Data for processing: Begin
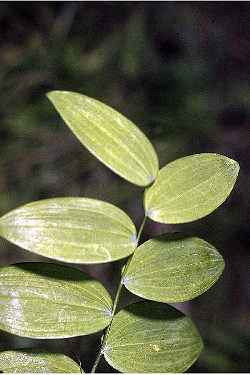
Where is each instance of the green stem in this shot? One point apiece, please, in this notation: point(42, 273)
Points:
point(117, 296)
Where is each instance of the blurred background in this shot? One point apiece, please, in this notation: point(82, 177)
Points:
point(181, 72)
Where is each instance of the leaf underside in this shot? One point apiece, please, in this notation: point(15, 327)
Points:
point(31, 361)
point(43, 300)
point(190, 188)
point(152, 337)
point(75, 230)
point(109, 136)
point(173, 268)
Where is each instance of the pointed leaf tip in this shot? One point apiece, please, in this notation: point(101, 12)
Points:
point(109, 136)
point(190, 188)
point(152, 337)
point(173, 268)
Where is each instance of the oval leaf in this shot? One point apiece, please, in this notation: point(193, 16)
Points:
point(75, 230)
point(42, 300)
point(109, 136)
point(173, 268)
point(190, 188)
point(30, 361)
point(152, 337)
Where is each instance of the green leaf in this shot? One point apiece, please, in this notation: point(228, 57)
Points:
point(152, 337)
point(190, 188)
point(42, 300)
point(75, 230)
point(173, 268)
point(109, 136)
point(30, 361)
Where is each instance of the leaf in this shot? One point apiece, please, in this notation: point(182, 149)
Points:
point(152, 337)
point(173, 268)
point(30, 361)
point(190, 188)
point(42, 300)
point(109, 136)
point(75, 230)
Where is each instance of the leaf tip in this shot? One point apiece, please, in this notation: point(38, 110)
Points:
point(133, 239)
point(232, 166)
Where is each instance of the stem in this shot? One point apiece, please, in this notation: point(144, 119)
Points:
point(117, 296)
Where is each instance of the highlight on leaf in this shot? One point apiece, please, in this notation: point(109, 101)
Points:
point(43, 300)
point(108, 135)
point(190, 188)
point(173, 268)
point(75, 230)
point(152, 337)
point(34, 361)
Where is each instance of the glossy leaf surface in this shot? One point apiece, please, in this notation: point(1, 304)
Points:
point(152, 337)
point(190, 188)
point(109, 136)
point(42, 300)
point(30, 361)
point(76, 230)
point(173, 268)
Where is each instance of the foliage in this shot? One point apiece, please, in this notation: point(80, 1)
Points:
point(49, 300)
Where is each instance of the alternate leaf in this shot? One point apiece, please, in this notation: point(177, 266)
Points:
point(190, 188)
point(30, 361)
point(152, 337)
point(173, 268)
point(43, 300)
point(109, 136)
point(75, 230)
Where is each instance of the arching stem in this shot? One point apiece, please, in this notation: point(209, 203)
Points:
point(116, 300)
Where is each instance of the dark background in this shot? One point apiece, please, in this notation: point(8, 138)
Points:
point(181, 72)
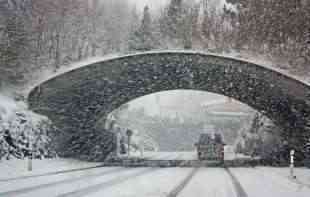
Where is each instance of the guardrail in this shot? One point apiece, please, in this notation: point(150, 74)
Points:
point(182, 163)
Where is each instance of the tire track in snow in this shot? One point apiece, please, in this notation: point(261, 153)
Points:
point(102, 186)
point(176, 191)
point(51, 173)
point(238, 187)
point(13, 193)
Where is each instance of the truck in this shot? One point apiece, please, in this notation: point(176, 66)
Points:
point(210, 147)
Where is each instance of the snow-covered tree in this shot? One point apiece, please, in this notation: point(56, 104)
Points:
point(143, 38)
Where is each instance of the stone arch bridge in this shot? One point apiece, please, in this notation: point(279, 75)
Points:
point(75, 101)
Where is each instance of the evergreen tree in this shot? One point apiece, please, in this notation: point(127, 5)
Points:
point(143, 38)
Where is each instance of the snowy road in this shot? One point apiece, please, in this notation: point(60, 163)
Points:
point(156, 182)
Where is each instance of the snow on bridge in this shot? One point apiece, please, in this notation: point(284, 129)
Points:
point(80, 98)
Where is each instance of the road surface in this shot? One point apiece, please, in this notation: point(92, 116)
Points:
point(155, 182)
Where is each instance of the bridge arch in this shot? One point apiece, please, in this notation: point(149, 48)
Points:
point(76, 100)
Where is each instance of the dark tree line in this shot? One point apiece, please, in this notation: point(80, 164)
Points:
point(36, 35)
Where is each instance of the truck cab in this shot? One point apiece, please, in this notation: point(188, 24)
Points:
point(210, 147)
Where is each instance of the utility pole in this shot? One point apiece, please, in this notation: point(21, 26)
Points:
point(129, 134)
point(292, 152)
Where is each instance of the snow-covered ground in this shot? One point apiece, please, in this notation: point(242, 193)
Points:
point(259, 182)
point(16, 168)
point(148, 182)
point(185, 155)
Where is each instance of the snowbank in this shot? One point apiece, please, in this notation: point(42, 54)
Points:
Data for processing: End
Copy out every line of the data where the word "covered" occurs.

Result for this exercise:
Where is each instance of the snow-covered tree in this shot? One point apiece, please, in this notation: point(56, 104)
Where is each instance of the snow-covered ground in this shot? One point apiece, please, in this notation: point(242, 193)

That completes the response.